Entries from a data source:

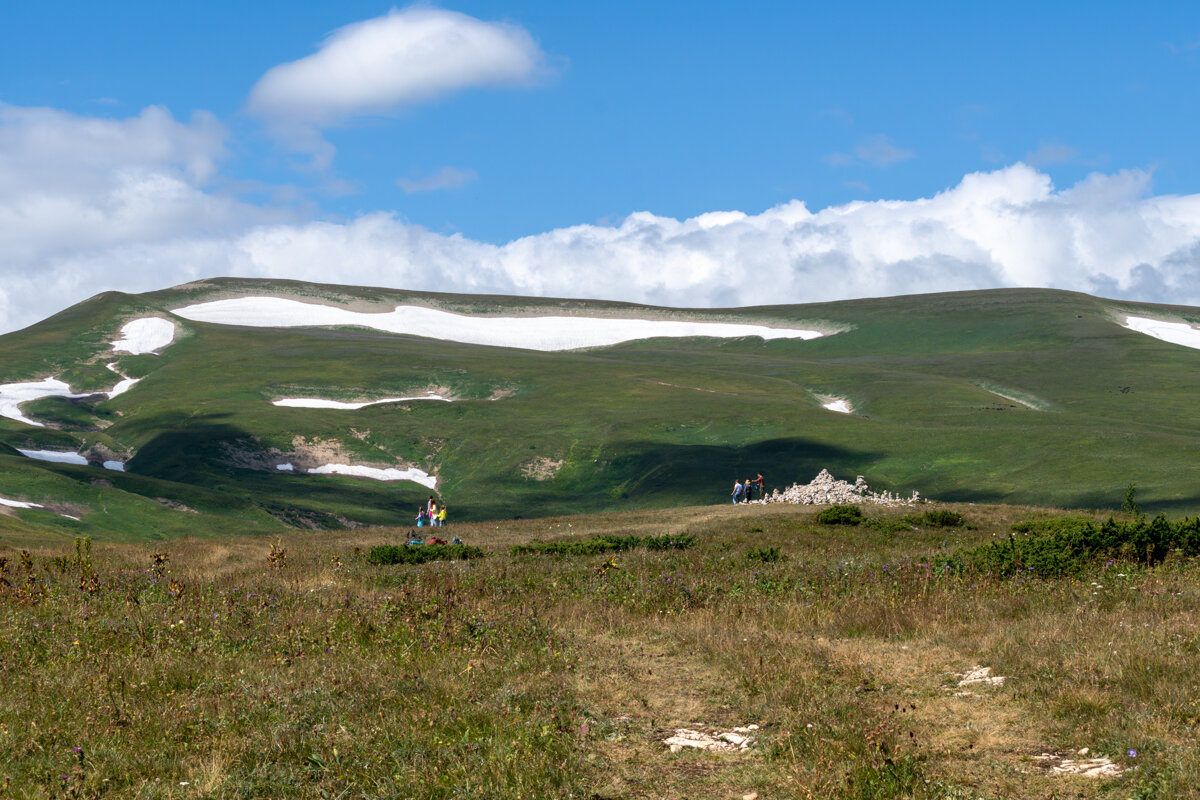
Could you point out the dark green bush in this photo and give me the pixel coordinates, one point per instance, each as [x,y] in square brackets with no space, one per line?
[384,554]
[766,554]
[840,516]
[1067,546]
[606,543]
[888,525]
[936,518]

* [REQUIRED WORK]
Convert the entries above into a two-column CSV with the header prompt_text,answer_text and one row per entry. Put the text and its answer each in a single quoted field, replace line breaks with spaces, and leave out the pictures.

* [WRITTEN RESPONSE]
prompt_text,answer_text
"Could you point out the dark green bush in this photo and give me the pixel coordinates, one point per instance, each as [x,y] in square brackets with no space, one per line?","[384,554] [766,554] [840,516] [1067,546] [606,543] [888,525] [936,518]"